EXTRACTED INFORMATION -
□ □ □ □ □ □ □

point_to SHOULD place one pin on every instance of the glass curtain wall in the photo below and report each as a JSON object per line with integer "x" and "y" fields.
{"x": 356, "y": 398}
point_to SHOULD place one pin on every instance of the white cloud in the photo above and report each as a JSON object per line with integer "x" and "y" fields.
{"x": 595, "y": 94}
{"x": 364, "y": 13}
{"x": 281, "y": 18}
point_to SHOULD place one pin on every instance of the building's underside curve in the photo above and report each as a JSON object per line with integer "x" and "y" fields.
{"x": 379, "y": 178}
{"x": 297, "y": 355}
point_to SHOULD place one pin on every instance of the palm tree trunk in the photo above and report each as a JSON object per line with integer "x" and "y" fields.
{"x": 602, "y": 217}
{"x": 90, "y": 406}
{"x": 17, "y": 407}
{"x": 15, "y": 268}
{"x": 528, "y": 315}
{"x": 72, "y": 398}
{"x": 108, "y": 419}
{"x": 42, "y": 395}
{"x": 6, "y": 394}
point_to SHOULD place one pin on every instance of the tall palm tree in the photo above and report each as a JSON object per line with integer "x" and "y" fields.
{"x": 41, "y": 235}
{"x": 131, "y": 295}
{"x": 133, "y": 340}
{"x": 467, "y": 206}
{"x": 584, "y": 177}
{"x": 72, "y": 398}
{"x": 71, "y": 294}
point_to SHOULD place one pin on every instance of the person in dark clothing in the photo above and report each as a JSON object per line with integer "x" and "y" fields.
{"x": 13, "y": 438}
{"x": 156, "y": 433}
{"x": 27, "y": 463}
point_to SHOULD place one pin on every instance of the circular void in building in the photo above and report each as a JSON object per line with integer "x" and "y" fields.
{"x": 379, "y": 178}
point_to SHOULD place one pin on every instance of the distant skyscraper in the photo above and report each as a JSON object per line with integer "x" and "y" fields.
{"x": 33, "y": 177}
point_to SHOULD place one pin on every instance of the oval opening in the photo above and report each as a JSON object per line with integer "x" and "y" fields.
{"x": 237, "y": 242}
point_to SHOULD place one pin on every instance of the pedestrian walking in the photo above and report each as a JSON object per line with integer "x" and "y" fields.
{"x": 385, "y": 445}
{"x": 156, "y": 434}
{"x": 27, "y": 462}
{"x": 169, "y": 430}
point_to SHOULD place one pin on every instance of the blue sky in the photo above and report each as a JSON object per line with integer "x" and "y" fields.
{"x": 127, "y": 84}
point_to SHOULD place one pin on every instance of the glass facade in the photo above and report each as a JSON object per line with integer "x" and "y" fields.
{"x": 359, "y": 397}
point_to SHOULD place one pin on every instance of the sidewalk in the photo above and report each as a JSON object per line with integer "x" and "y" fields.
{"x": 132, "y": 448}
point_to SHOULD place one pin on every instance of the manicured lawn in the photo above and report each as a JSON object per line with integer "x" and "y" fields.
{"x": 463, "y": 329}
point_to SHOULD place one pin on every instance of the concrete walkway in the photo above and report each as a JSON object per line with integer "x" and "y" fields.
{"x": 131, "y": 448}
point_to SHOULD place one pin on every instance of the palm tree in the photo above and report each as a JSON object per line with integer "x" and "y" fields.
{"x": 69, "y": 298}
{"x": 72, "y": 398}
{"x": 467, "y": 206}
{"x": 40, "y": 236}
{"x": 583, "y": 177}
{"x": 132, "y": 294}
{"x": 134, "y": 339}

□ □ □ □ □ □ □

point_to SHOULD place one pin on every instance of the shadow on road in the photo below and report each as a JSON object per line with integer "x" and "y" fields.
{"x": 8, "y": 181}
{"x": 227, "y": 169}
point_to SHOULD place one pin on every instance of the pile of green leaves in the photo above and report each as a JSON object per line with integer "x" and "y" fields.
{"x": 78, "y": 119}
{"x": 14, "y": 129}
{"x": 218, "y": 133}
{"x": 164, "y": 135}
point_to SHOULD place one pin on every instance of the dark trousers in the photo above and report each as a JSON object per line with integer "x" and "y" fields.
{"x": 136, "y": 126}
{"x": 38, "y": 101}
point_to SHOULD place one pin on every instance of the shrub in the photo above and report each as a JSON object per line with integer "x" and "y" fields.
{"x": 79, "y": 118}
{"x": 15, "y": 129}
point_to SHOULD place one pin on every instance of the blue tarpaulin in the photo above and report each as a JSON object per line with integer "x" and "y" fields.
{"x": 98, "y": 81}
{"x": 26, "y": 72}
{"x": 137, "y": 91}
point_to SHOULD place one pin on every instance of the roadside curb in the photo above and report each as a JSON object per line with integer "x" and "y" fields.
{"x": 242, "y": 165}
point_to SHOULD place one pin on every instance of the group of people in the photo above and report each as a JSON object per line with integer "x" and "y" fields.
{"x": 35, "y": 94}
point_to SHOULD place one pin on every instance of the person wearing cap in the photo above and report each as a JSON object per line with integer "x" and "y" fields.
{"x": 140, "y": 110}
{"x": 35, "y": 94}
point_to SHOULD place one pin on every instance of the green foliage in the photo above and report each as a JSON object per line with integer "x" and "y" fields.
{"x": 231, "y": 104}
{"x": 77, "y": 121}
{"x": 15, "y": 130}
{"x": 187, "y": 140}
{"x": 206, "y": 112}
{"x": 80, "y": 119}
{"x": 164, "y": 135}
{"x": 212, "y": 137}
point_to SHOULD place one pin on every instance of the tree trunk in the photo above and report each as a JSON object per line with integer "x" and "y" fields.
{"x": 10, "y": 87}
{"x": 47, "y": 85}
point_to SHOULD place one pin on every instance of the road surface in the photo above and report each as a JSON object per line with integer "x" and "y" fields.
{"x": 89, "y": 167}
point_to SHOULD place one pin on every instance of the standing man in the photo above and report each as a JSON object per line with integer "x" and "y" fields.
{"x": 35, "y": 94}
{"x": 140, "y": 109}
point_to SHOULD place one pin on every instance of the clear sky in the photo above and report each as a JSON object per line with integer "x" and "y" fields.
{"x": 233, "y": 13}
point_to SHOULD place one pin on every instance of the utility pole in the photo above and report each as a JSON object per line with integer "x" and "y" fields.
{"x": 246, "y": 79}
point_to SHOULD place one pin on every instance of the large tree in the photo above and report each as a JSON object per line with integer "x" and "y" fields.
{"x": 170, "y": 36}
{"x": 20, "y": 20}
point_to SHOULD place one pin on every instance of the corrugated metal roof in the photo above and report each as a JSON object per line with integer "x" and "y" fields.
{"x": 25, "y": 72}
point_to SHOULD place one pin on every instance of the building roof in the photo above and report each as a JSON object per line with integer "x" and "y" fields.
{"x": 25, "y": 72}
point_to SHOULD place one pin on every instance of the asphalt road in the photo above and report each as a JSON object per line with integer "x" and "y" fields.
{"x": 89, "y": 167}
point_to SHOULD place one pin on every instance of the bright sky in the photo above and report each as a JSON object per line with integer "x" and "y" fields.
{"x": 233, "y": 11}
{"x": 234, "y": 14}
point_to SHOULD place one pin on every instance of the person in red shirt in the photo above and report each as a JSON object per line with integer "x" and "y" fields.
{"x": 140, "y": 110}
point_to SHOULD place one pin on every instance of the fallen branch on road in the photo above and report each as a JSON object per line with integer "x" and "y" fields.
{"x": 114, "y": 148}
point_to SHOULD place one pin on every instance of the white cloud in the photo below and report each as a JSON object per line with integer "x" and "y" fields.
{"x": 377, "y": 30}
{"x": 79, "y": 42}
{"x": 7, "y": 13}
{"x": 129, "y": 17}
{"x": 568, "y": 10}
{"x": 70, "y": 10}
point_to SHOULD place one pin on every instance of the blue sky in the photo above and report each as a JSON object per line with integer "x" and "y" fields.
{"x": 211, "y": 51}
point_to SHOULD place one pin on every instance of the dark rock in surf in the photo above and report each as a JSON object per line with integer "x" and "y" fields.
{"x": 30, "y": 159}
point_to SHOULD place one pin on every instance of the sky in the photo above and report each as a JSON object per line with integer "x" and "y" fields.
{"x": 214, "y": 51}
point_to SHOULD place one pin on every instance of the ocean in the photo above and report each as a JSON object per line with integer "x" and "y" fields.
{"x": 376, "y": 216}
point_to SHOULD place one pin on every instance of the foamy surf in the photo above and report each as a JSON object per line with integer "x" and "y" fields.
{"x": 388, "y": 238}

□ □ □ □ □ □ □

WHAT YOU NEED TO DO - Locate each line in the listing above that contains the word "white", and reproduce every such line in full.

EXERCISE OUTPUT -
point_to SHOULD place one pin on every instance of the white cloud in the photo above and report each as a JSON object per line with integer "x" and "y" fields.
point_to SHOULD place one pin on every instance of the white cloud in the photo below and report each as a JSON object per line with integer "x" and "y" fields.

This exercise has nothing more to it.